A total lunar eclipse turned the moon a brooding, dark red over night on Wednesday with the eclipse coinciding with both a supermoon and a blue moon – for the first time in 150 years.


While clouds blanketed much of NSW, the ACT and South Australia late on Wednesday night, watchers in Perth and along the coast of Western Australia were treated to clear skies and the best views.


A super blue blood moon in seen coming out of the total eclipse phase over Perth in Western Australia on Thursday, January 31, 2018.

Viewers on Twitter tweeted a mixture of grainy pictures to professionally shot snaps, as they watched the earth’s satellite above them.


Stargazers in parts of Tasmania, north of the Sunshine Coast and inland in the Northern Territory also had better luck.


“It’s pretty cloudy across much of the country,” a bureau spokesman told AAP on Wednesday.


“Coastal Western Australia should have beautiful clear skies but Sydney and Brisbane might not see anything at all.”


A Total Lunar Eclipse Spawns Blood Supermoon.

The total lunar eclipse – which is referred to as a blood moon because of the moon’s red hue – will be visible across Asia, parts of Europe and the United States.


A blue moon refers to when there is a second full moon in a calendar month.


“Tonight, we have three lunar events happening simultaneously; the moon will be at perigee (the closest point in its elliptical orbit to Earth), it will be a blue moon for most of the world and – most spectacularly – it will be a total lunar eclipse,” Penrith Observatory manager Raelene Sommer said on Wednesday.


The observatory, in Sydney’s west, was livestreaming the event.


Astrophysicist Alan Duffy said the random event is a rare trifecta, with the moon appearing bigger and a third brighter before it turns red when the moon passes into the Earth’s shadow and reflects the sun back at the Earth.


Australians witness a total lunar eclipse about once every 2.8 years on average.


But it becomes a true rarity when combined with a supermoon and blue moon the lunar event.

AIM OF THE EXERCISE: Copy the part of the eclipse report that opens with the words containing "The observatory, in" and closes with "the lunar event.", substituting "combination" for "trifecta". The rows that come next are separate material with no connection to the eclipse report.

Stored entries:
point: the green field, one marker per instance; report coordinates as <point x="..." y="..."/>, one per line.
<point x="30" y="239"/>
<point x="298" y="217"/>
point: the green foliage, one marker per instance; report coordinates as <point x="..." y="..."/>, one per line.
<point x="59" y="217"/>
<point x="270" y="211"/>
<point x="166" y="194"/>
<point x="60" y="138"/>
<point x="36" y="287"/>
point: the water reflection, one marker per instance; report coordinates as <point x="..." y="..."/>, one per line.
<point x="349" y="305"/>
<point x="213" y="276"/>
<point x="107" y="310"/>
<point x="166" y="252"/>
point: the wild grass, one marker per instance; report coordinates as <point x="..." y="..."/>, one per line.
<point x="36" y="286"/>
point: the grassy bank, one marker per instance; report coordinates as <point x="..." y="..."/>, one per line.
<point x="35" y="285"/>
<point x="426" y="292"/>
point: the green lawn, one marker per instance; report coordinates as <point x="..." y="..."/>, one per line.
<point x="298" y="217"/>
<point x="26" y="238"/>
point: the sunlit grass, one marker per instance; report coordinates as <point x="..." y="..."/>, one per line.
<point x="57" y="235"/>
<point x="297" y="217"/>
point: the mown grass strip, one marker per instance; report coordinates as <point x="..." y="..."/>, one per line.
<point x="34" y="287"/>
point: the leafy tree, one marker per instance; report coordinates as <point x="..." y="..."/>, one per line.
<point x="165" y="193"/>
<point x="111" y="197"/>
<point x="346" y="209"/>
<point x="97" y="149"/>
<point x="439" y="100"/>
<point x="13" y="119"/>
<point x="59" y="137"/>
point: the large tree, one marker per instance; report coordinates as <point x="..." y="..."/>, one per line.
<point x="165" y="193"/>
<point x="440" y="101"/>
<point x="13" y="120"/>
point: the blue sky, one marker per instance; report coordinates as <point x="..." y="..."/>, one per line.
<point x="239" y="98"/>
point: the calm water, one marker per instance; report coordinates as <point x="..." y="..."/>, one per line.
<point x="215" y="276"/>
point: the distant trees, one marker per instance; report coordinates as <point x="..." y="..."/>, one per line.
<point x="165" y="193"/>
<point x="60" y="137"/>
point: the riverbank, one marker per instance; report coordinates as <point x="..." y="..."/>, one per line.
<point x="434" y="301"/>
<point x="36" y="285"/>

THE OUTPUT:
The observatory, in Sydney’s west, was livestreaming the event.


Astrophysicist Alan Duffy said the random event is a rare combination, with the moon appearing bigger and a third brighter before it turns red when the moon passes into the Earth’s shadow and reflects the sun back at the Earth.


Australians witness a total lunar eclipse about once every 2.8 years on average.


But it becomes a true rarity when combined with a supermoon and blue moon the lunar event.